[Object location annotation data]

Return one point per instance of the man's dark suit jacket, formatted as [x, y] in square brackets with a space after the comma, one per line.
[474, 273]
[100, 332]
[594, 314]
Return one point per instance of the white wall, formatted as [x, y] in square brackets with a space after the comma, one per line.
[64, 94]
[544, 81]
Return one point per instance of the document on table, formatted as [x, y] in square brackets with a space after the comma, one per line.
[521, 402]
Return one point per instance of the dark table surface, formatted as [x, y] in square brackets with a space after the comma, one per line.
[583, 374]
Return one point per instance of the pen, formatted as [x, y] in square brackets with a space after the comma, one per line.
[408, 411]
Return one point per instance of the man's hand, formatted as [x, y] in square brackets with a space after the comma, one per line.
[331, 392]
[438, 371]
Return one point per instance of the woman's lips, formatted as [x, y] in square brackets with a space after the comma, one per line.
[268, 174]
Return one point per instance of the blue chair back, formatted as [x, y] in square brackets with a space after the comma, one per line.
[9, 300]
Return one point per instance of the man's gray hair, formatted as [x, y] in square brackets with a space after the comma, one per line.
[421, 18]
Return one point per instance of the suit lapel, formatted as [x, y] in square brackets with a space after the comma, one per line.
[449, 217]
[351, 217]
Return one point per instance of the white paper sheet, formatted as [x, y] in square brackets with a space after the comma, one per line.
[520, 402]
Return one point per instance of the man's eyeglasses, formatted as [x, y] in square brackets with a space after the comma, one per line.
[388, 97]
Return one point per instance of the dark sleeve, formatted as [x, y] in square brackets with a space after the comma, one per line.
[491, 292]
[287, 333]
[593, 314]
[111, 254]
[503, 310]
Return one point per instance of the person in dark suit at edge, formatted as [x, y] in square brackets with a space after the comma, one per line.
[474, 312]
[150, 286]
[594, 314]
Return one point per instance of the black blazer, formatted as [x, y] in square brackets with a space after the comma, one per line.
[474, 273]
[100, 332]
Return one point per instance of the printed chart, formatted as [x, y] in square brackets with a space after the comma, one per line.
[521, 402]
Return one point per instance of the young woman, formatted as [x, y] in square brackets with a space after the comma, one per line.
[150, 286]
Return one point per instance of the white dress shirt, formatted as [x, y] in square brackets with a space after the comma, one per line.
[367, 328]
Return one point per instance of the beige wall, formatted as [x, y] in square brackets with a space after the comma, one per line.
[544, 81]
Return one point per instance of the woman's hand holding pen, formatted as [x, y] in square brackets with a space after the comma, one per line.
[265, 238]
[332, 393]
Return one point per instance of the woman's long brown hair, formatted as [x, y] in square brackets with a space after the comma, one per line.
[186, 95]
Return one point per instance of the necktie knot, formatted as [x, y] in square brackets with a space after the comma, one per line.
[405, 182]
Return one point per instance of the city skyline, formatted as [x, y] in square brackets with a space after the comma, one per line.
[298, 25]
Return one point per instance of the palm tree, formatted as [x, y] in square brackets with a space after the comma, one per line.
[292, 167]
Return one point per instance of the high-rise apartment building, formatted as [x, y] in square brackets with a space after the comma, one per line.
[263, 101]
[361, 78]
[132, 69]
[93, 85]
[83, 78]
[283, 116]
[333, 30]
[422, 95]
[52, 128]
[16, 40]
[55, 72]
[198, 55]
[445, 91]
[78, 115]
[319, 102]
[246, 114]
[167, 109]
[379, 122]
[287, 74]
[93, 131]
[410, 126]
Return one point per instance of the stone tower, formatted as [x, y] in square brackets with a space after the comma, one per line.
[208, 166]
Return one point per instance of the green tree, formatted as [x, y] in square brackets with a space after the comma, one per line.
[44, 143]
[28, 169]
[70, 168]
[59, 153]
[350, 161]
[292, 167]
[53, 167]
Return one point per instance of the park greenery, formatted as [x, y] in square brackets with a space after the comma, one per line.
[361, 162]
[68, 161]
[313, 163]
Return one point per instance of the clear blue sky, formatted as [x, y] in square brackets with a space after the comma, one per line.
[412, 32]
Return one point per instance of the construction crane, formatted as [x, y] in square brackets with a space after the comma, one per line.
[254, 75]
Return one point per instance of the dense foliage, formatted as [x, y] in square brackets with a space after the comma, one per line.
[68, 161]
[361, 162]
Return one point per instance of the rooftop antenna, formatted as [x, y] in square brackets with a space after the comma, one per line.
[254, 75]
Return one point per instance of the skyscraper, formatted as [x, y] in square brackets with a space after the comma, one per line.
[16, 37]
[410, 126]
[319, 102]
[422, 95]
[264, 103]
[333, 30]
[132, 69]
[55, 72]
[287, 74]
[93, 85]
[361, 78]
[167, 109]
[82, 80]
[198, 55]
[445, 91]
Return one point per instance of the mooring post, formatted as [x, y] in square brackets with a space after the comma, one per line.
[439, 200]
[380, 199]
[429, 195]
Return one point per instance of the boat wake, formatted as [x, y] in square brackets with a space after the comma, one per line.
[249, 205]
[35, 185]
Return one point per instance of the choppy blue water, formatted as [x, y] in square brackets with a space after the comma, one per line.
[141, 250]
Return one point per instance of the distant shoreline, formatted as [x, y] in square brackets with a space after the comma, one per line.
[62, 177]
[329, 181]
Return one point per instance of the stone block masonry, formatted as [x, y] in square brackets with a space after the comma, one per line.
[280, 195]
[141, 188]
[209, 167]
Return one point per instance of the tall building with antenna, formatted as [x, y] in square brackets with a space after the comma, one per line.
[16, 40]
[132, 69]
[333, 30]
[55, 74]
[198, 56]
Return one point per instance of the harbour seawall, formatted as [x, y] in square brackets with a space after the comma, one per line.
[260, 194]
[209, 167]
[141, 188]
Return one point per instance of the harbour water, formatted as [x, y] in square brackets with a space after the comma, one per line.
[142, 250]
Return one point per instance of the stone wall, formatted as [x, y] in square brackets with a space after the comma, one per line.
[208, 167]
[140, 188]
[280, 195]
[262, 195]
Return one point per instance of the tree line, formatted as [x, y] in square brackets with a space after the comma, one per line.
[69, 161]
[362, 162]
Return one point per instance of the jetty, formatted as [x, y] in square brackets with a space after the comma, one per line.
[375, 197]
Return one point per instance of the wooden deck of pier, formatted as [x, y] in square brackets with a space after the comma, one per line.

- EXERCISE TASK -
Copy out every one of the lines above word for word, without changing anything.

- CORRECT OUTPUT -
Return one point per instance of the man's dark suit jacket, formatted as [x, y] in square brackets with a space after the comma, one per line.
[474, 273]
[100, 332]
[594, 314]
Return one point per instance of the white wall, formatted as [x, y] in square brackets with a space after the comma, one per line.
[64, 94]
[544, 81]
Return one point per instance of the document on table, formatted as [x, y] in square brackets with a space after the comma, one per line.
[521, 402]
Return one point per instance of the dark table surface, formatted as [x, y] in square brackets with a space after the comma, one per line.
[583, 374]
Return one point per instance of the pen, formatted as [x, y] in square brackets with a space after the comma, one per line.
[408, 411]
Return one point per instance of the man's hand, formatted as [x, y] in square brackets with a space after the comma, one per line.
[331, 392]
[438, 371]
Return one point per instance of the woman's lips, formatted as [x, y] in square brackets with a space after the comma, one per line.
[268, 174]
Return one point per instance of the blue chair back, formatted as [x, y] in square brackets with a space after the comma, one per line.
[9, 300]
Return one point per instance of the man's gray hair, formatted as [x, y] in square brackets with a space after the comma, one per line.
[421, 18]
Return one point per instance of the suit lapel, formatted as [x, y] in square brackets with a space after the comma, one per line.
[449, 217]
[351, 217]
Return one point per instance of the white paper sheet, formatted as [x, y] in square brackets with a space after the comma, one per line.
[520, 402]
Return one point per instance of the man's eyeglasses, formatted as [x, y] in square brackets with a space after the comma, one per line.
[388, 97]
Return one point per instance of the dark sleeve, formatted as [x, y] in square brackets with a space after the comma, one per line.
[491, 292]
[287, 333]
[593, 314]
[111, 254]
[503, 310]
Return one point per instance of the person in dark suit at edge, formatted as [x, y] in square brackets with a space after the comma, one per line.
[474, 312]
[150, 286]
[594, 314]
Return one point per instance of the black blazer, formatted as [x, y] in square brackets with a space after the comma, one per line.
[474, 273]
[100, 332]
Return one point per instance of the printed chart, formatted as [x, y] in square brackets with a space after the comma, one per line.
[521, 402]
Return one point per instance of the young woman, formatted as [x, y] in square brackets with a space after the comma, one per line.
[150, 286]
Return one point per instance of the white dress shirt, formatted as [x, y] in square brackets with a space after the comma, one per line.
[367, 328]
Return one point per instance of the beige wall, formatted as [x, y] in square brackets with a space after the comma, one per line.
[544, 81]
Return one point per instance of the woman's hand holding pen, formatted as [x, y] in square brackets with a space after the comma, one per line.
[265, 238]
[332, 393]
Return one point per instance of the woman's long brown hair, formatted as [x, y] in square brackets with a space after the comma, one per line.
[186, 95]
Return one point per instance of the necktie knot, formatted as [x, y] in square brackets with a space after the comma, one per line.
[405, 182]
Return one point per instance of the city skyline, formatted as [x, y] in square brackets with a space after the comma, one per line.
[298, 25]
Return one point per instance of the palm tree, formatted as [x, y] in square brackets with a space after the comma, one per line.
[292, 167]
Return one point per instance of the high-rise apartment building, formatted as [x, y] in square brackets with a space after the comma, one per line.
[263, 101]
[361, 78]
[132, 69]
[93, 85]
[83, 78]
[283, 116]
[333, 30]
[422, 95]
[52, 128]
[16, 40]
[55, 72]
[198, 55]
[445, 91]
[78, 115]
[319, 102]
[246, 114]
[167, 109]
[379, 122]
[287, 74]
[93, 131]
[410, 126]
Return one point per instance of the stone tower, formatted as [x, y] in square brackets with a space after the comma, one per line.
[208, 166]
Return one point per instance of the green tree, formatted as [x, y] in square brackets with a space after the comma, one per line.
[44, 143]
[28, 169]
[70, 168]
[59, 153]
[350, 161]
[292, 167]
[53, 167]
Return one point per instance of the park greenery, formatted as [x, y] in square brackets with a space after the comma, one per line.
[361, 162]
[68, 161]
[313, 163]
Return one point per instance of the clear blue sky, formatted as [x, y] in square brackets with a space after the comma, one per line.
[412, 32]
Return one point per instance of the construction crane, formatted as [x, y] in square brackets with a space after the comma, one per line.
[254, 75]
Return one point per instance of the dense foliage, formatted as [x, y] in square brackets with a space after the comma, one per line.
[68, 161]
[361, 162]
Return one point per instance of the rooftop antenna, formatted as [x, y] in square brackets with a space after the comma, one per line.
[254, 75]
Return one point per instance of the skyscraper, formatted as [x, y] in square brackets with a space after the comma, one per line.
[16, 37]
[410, 126]
[319, 102]
[422, 95]
[264, 103]
[333, 30]
[132, 69]
[55, 72]
[287, 74]
[93, 85]
[361, 78]
[167, 109]
[82, 80]
[198, 55]
[445, 91]
Return one point per instance of the mooring post, formatted as [x, y] in square brackets with a space after the comma, one per line.
[439, 200]
[380, 199]
[429, 195]
Return one point per instance of the boat wake, formatted as [x, y] in square brackets with a space after the comma, one per line.
[249, 205]
[35, 185]
Return one point per instance of the choppy blue water, formatted as [x, y] in square brackets with a space after the comma, one per line.
[141, 250]
Return one point per instance of the distant shoreline, formatted as [x, y] in square brackets with a space after the comma, one per line.
[62, 177]
[329, 181]
Return one point per instance of the stone block masonry, formatted as [x, y] in square brackets with a space after the comma, one per line.
[280, 195]
[141, 188]
[209, 167]
Return one point per instance of the tall building with antenna, formatted as [x, y] in square brackets with a space after the comma, one per line.
[16, 40]
[132, 69]
[333, 30]
[55, 74]
[198, 56]
Return one point per instance of the harbour seawall, formatted as [x, y] in square brackets with a space after the comma, one per line.
[260, 194]
[209, 167]
[141, 188]
Return one point per instance of the harbour water, formatted as [x, y] in square brackets with a space after the comma, one per line.
[142, 250]
Return one point per instance of the stone wall, formatted as [x, y] in square brackets with a space after the comma, one per line.
[208, 167]
[140, 188]
[280, 195]
[262, 195]
Return one point per instance of the tree line, formatted as [x, y] in square brackets with a space after the comma, one per line.
[69, 161]
[362, 162]
Return one point per instance of the jetty, formatted as [x, y] in square brackets with a space after the comma, one per line.
[375, 197]
Return one point per instance of the wooden deck of pier, formatted as [x, y] in square brackets with a space after the comma, one per line.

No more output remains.